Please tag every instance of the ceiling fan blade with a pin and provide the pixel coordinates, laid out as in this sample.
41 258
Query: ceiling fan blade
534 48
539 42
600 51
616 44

▶ WHAT IS EXPECTED
All the material above is to be retyped exactly as it appears.

▶ EXERCISE ANSWER
Please tag every instance of the ceiling fan blade with a pin and provide the pixel coordinates, laid out as in this sample.
41 258
Query: ceiling fan blade
534 48
539 42
600 51
616 44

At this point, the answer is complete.